==== EXTRACTO SELECCIONADO
Dejo de lado la emoción que me produce 1933, una obsesión que me ha sacado varias lágrimas (¡ahí nace nuestro cine!), y el hecho de que la escritura de Manetti y España no me moleste para nada, para enfocarme en Posadas. Si España y Posadas están de acuerdo en cuestiones tan específicas, me pregunto, ¿en qué quedamos? Es que no se trata de un caso a là Mahieu, sino de algo distinto: Posadas no es un nostálgico, de ahí su violencia contra la moda retro que fija en un pasado inmutable. Para él, el pasado muta en tanto se escriba con fiereza. No cree torpemente que hay que volver a los cuarenta, y por eso trata esa época (y las demás) desde una escritura fresca y antiacademicista: es una pugna estética. Posadas dice que España es oficial no porque sea revisionista de los hechos: es un revisionista de la escritura. Por ese camino hay que dar la batalla.
========
==== DATOS SIN PROCESAR
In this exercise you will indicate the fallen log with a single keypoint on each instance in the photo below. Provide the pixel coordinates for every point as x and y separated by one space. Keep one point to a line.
========
▶ [TAREA ESCRITA]: Extrae del extracto seleccionado, sin cambiar nada, el tramo que empieza en las palabras "Dejo de lado" y termina después de "dar la batalla.".

▶ [SOLUCIÓN]:
Dejo de lado la emoción que me produce 1933, una obsesión que me ha sacado varias lágrimas (¡ahí nace nuestro cine!), y el hecho de que la escritura de Manetti y España no me moleste para nada, para enfocarme en Posadas. Si España y Posadas están de acuerdo en cuestiones tan específicas, me pregunto, ¿en qué quedamos? Es que no se trata de un caso a là Mahieu, sino de algo distinto: Posadas no es un nostálgico, de ahí su violencia contra la moda retro que fija en un pasado inmutable. Para él, el pasado muta en tanto se escriba con fiereza. No cree torpemente que hay que volver a los cuarenta, y por eso trata esa época (y las demás) desde una escritura fresca y antiacademicista: es una pugna estética. Posadas dice que España es oficial no porque sea revisionista de los hechos: es un revisionista de la escritura. Por ese camino hay que dar la batalla.